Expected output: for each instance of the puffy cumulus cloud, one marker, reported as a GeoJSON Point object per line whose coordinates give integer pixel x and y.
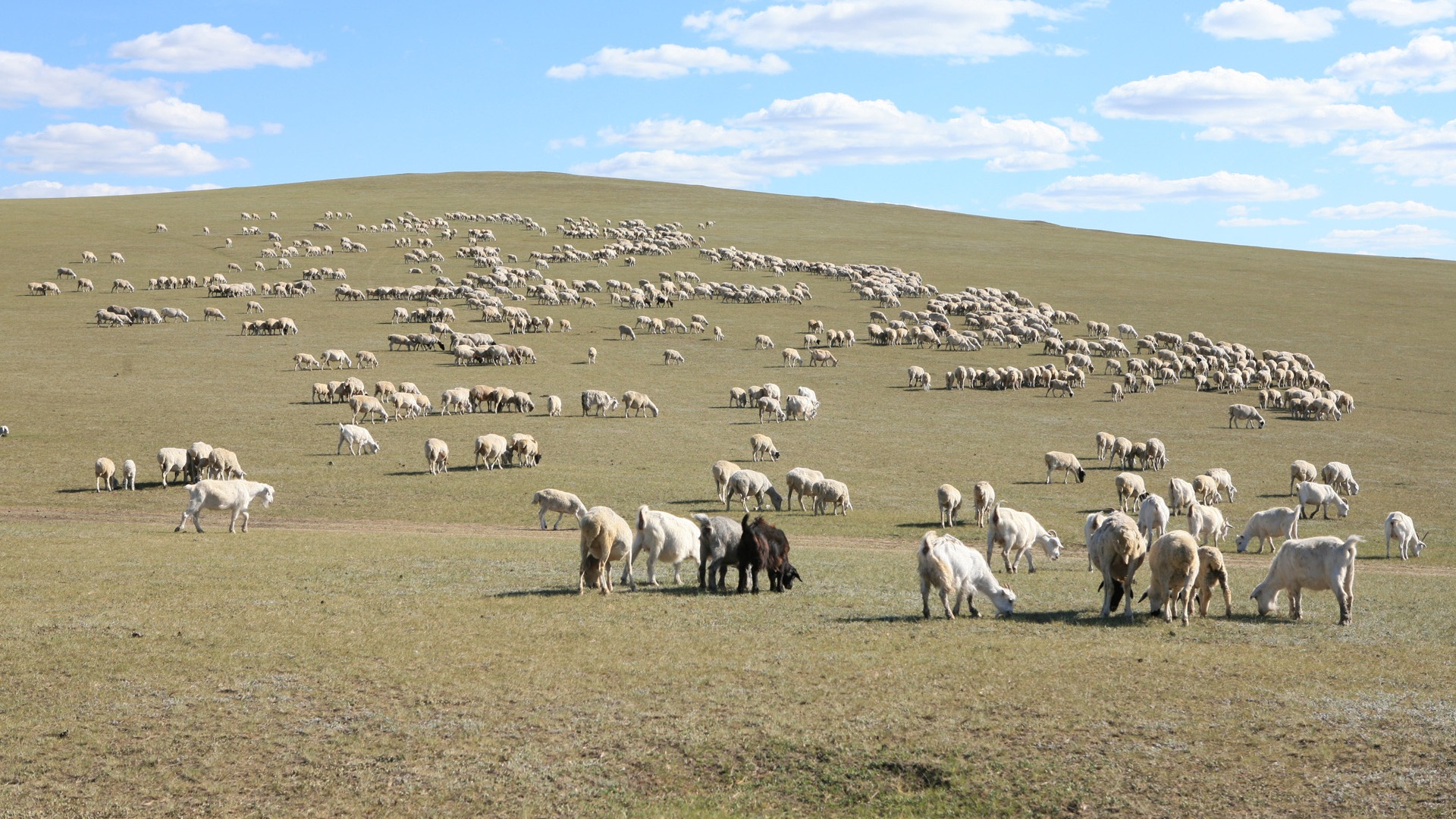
{"type": "Point", "coordinates": [1404, 12]}
{"type": "Point", "coordinates": [667, 61]}
{"type": "Point", "coordinates": [1261, 19]}
{"type": "Point", "coordinates": [1426, 64]}
{"type": "Point", "coordinates": [1382, 210]}
{"type": "Point", "coordinates": [799, 136]}
{"type": "Point", "coordinates": [1231, 104]}
{"type": "Point", "coordinates": [927, 28]}
{"type": "Point", "coordinates": [25, 77]}
{"type": "Point", "coordinates": [47, 190]}
{"type": "Point", "coordinates": [1429, 155]}
{"type": "Point", "coordinates": [185, 120]}
{"type": "Point", "coordinates": [202, 47]}
{"type": "Point", "coordinates": [1131, 191]}
{"type": "Point", "coordinates": [1400, 240]}
{"type": "Point", "coordinates": [82, 148]}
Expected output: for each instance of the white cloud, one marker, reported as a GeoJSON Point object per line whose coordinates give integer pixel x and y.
{"type": "Point", "coordinates": [1402, 12]}
{"type": "Point", "coordinates": [1248, 104]}
{"type": "Point", "coordinates": [1131, 191]}
{"type": "Point", "coordinates": [1426, 64]}
{"type": "Point", "coordinates": [25, 77]}
{"type": "Point", "coordinates": [666, 61]}
{"type": "Point", "coordinates": [928, 28]}
{"type": "Point", "coordinates": [47, 190]}
{"type": "Point", "coordinates": [1402, 238]}
{"type": "Point", "coordinates": [80, 148]}
{"type": "Point", "coordinates": [1429, 155]}
{"type": "Point", "coordinates": [202, 47]}
{"type": "Point", "coordinates": [1261, 19]}
{"type": "Point", "coordinates": [799, 136]}
{"type": "Point", "coordinates": [185, 120]}
{"type": "Point", "coordinates": [1383, 210]}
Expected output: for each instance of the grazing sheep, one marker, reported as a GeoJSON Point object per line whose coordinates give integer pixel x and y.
{"type": "Point", "coordinates": [558, 502]}
{"type": "Point", "coordinates": [747, 483]}
{"type": "Point", "coordinates": [1280, 521]}
{"type": "Point", "coordinates": [604, 538]}
{"type": "Point", "coordinates": [437, 457]}
{"type": "Point", "coordinates": [1316, 564]}
{"type": "Point", "coordinates": [1320, 496]}
{"type": "Point", "coordinates": [948, 500]}
{"type": "Point", "coordinates": [1174, 563]}
{"type": "Point", "coordinates": [956, 572]}
{"type": "Point", "coordinates": [1398, 525]}
{"type": "Point", "coordinates": [232, 496]}
{"type": "Point", "coordinates": [1018, 532]}
{"type": "Point", "coordinates": [1068, 464]}
{"type": "Point", "coordinates": [359, 439]}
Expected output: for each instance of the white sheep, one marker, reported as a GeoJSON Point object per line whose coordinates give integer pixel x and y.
{"type": "Point", "coordinates": [957, 572]}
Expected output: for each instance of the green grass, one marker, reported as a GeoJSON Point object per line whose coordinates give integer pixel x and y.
{"type": "Point", "coordinates": [383, 642]}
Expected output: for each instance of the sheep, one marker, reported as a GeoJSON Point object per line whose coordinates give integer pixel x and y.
{"type": "Point", "coordinates": [1340, 479]}
{"type": "Point", "coordinates": [948, 500]}
{"type": "Point", "coordinates": [1018, 531]}
{"type": "Point", "coordinates": [1398, 525]}
{"type": "Point", "coordinates": [232, 496]}
{"type": "Point", "coordinates": [437, 457]}
{"type": "Point", "coordinates": [1244, 413]}
{"type": "Point", "coordinates": [558, 502]}
{"type": "Point", "coordinates": [359, 439]}
{"type": "Point", "coordinates": [491, 449]}
{"type": "Point", "coordinates": [1174, 563]}
{"type": "Point", "coordinates": [1280, 521]}
{"type": "Point", "coordinates": [747, 483]}
{"type": "Point", "coordinates": [1068, 464]}
{"type": "Point", "coordinates": [764, 447]}
{"type": "Point", "coordinates": [1310, 563]}
{"type": "Point", "coordinates": [956, 572]}
{"type": "Point", "coordinates": [664, 537]}
{"type": "Point", "coordinates": [604, 538]}
{"type": "Point", "coordinates": [721, 469]}
{"type": "Point", "coordinates": [1320, 496]}
{"type": "Point", "coordinates": [632, 400]}
{"type": "Point", "coordinates": [1152, 516]}
{"type": "Point", "coordinates": [1117, 548]}
{"type": "Point", "coordinates": [1128, 488]}
{"type": "Point", "coordinates": [984, 499]}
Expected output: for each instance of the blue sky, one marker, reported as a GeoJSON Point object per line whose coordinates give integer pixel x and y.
{"type": "Point", "coordinates": [1294, 124]}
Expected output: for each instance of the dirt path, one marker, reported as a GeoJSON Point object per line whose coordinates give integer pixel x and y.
{"type": "Point", "coordinates": [530, 532]}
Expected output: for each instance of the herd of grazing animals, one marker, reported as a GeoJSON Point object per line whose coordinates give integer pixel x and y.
{"type": "Point", "coordinates": [1183, 564]}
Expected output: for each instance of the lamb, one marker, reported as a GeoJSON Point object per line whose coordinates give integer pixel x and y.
{"type": "Point", "coordinates": [764, 447]}
{"type": "Point", "coordinates": [232, 496]}
{"type": "Point", "coordinates": [1068, 464]}
{"type": "Point", "coordinates": [956, 572]}
{"type": "Point", "coordinates": [948, 500]}
{"type": "Point", "coordinates": [664, 537]}
{"type": "Point", "coordinates": [1398, 525]}
{"type": "Point", "coordinates": [359, 439]}
{"type": "Point", "coordinates": [1174, 563]}
{"type": "Point", "coordinates": [491, 449]}
{"type": "Point", "coordinates": [747, 483]}
{"type": "Point", "coordinates": [1018, 531]}
{"type": "Point", "coordinates": [1320, 496]}
{"type": "Point", "coordinates": [1310, 563]}
{"type": "Point", "coordinates": [437, 457]}
{"type": "Point", "coordinates": [1280, 521]}
{"type": "Point", "coordinates": [604, 538]}
{"type": "Point", "coordinates": [172, 461]}
{"type": "Point", "coordinates": [1117, 548]}
{"type": "Point", "coordinates": [558, 502]}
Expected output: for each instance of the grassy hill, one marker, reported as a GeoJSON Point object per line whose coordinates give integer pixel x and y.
{"type": "Point", "coordinates": [384, 640]}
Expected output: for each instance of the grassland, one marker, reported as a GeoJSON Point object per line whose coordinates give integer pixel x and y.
{"type": "Point", "coordinates": [384, 642]}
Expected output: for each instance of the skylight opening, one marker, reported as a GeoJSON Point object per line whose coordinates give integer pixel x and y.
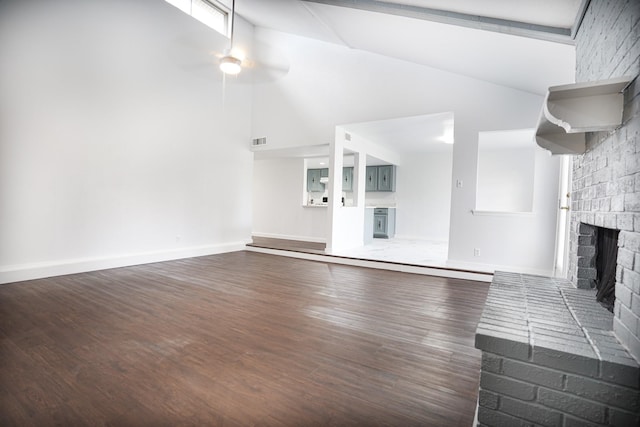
{"type": "Point", "coordinates": [209, 12]}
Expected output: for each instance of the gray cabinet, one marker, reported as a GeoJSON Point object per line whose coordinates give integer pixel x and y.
{"type": "Point", "coordinates": [386, 178]}
{"type": "Point", "coordinates": [313, 181]}
{"type": "Point", "coordinates": [347, 179]}
{"type": "Point", "coordinates": [381, 178]}
{"type": "Point", "coordinates": [384, 223]}
{"type": "Point", "coordinates": [372, 178]}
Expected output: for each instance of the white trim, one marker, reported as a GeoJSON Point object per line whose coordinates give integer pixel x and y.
{"type": "Point", "coordinates": [288, 237]}
{"type": "Point", "coordinates": [491, 268]}
{"type": "Point", "coordinates": [420, 239]}
{"type": "Point", "coordinates": [427, 271]}
{"type": "Point", "coordinates": [32, 271]}
{"type": "Point", "coordinates": [477, 212]}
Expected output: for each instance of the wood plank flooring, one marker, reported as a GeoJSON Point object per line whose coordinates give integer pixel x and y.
{"type": "Point", "coordinates": [239, 339]}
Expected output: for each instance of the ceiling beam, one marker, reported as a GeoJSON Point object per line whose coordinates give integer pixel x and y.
{"type": "Point", "coordinates": [505, 26]}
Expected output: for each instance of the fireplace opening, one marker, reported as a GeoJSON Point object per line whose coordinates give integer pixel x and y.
{"type": "Point", "coordinates": [606, 264]}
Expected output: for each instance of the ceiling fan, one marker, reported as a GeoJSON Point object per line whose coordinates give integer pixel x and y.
{"type": "Point", "coordinates": [255, 62]}
{"type": "Point", "coordinates": [230, 64]}
{"type": "Point", "coordinates": [263, 62]}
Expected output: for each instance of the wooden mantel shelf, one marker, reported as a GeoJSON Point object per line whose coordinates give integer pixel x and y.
{"type": "Point", "coordinates": [571, 110]}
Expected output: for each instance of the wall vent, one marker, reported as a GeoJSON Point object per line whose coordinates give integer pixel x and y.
{"type": "Point", "coordinates": [259, 141]}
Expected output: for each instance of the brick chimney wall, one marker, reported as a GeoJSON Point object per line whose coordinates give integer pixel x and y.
{"type": "Point", "coordinates": [606, 179]}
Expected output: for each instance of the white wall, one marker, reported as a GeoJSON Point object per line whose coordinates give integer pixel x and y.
{"type": "Point", "coordinates": [423, 196]}
{"type": "Point", "coordinates": [329, 85]}
{"type": "Point", "coordinates": [506, 168]}
{"type": "Point", "coordinates": [115, 147]}
{"type": "Point", "coordinates": [277, 202]}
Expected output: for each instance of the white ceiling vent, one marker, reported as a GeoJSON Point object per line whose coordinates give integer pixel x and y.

--

■ WORK REQUIRED
Begin with the line that contains "Expected output: for each instance of the wall" and print each line exactly until the data ends, including the last line.

■ WRITTEN REPLY
Expected output: for each instance of the wall vent, one marker, reported as a GeoJSON Point object per line whose coordinates give integer pixel x and y.
{"type": "Point", "coordinates": [259, 141]}
Expected output: for each instance of the brick chimney wall, one marker, reported as a GeoJSON Point object per line whose coordinates give integer pixel x and y.
{"type": "Point", "coordinates": [606, 179]}
Expected output: for each instance of the white wall, one marker, reported as a GeoJSON Point object per line whose coordinates give integer pixel x and y.
{"type": "Point", "coordinates": [423, 196]}
{"type": "Point", "coordinates": [329, 85]}
{"type": "Point", "coordinates": [506, 168]}
{"type": "Point", "coordinates": [115, 147]}
{"type": "Point", "coordinates": [277, 202]}
Expected output: for each instance of the white ceiling vent, one marker, reported as a GeoJSON Point object per line whose coordinates give integer pixel x and y.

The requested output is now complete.